◆ WHAT IS BEING ASKED
Transcribe the records word for word, from their beginning through the line that contains "column 56, row 162", and leave the pictures out of your answer.

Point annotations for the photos

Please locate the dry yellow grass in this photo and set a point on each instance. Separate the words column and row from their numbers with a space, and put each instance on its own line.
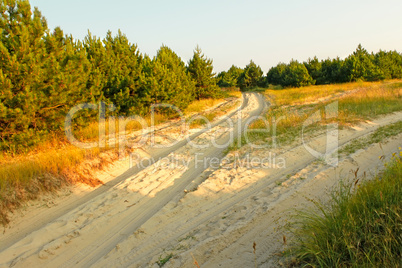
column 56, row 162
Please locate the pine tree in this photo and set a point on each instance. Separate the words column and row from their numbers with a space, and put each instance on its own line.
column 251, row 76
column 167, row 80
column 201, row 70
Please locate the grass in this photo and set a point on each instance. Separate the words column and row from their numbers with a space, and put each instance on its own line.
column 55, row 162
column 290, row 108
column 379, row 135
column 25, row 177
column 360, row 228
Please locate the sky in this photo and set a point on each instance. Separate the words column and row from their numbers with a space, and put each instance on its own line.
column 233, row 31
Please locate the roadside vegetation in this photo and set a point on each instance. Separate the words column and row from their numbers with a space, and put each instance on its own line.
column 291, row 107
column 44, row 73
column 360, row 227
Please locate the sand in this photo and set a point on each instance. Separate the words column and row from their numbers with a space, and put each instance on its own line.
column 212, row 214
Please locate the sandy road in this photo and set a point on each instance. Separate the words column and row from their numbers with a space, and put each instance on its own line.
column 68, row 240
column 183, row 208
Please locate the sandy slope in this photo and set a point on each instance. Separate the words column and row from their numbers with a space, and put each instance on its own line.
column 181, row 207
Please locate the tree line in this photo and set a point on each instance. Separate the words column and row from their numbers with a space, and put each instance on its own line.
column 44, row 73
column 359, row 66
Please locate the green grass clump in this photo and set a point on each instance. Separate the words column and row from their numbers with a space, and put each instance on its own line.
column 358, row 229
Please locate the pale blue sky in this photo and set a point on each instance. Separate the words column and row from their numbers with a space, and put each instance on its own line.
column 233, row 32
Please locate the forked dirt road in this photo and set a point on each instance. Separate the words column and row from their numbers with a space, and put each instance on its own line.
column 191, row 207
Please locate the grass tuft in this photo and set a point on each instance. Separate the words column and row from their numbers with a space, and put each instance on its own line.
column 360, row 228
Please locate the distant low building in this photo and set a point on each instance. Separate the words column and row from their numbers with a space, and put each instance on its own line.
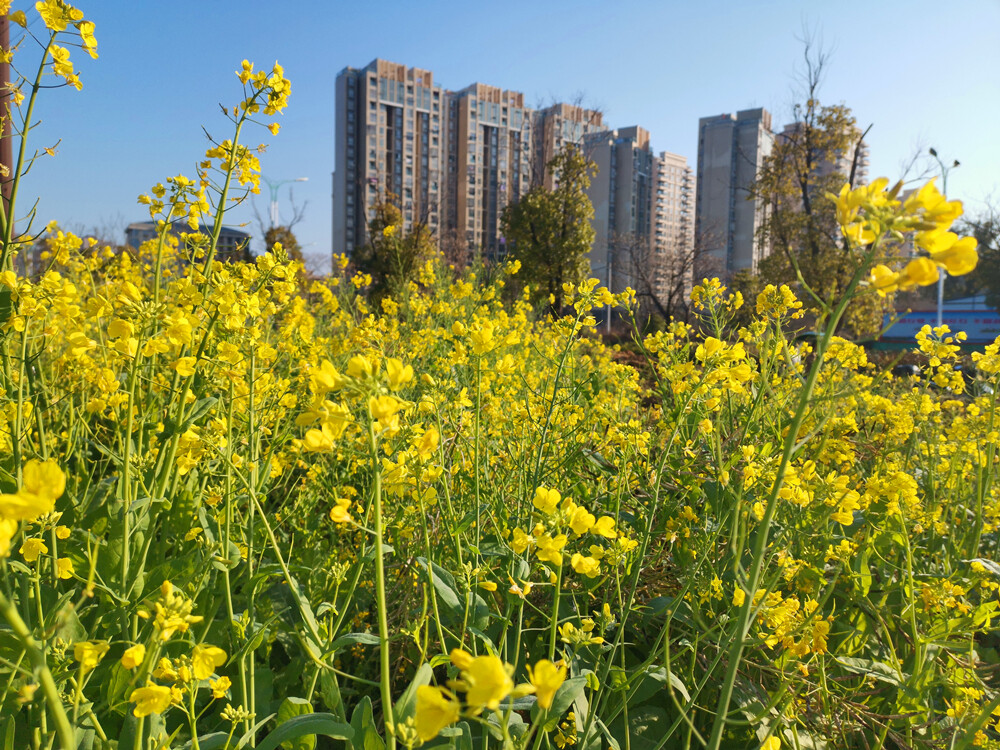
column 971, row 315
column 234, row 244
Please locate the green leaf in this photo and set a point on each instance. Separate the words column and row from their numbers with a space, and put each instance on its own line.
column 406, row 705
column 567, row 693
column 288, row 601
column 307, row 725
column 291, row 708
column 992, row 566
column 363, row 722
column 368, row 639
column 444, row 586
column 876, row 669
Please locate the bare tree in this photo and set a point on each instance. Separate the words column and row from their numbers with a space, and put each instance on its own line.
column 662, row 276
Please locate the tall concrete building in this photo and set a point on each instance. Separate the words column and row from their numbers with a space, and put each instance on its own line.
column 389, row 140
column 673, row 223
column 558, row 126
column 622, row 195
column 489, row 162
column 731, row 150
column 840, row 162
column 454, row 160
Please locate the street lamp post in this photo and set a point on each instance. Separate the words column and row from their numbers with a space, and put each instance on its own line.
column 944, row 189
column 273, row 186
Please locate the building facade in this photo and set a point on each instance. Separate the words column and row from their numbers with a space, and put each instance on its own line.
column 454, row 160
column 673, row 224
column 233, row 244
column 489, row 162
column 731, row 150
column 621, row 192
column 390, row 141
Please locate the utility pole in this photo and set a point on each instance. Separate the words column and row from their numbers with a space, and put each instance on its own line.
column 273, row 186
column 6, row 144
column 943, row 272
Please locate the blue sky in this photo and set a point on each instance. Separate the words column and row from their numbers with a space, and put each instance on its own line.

◆ WRITTEN ANSWER
Please locate the dry yellow grass in this photo and set a point on each instance. Separate the words column and row from their numbers with a space, and put each instance on its own line.
column 56, row 162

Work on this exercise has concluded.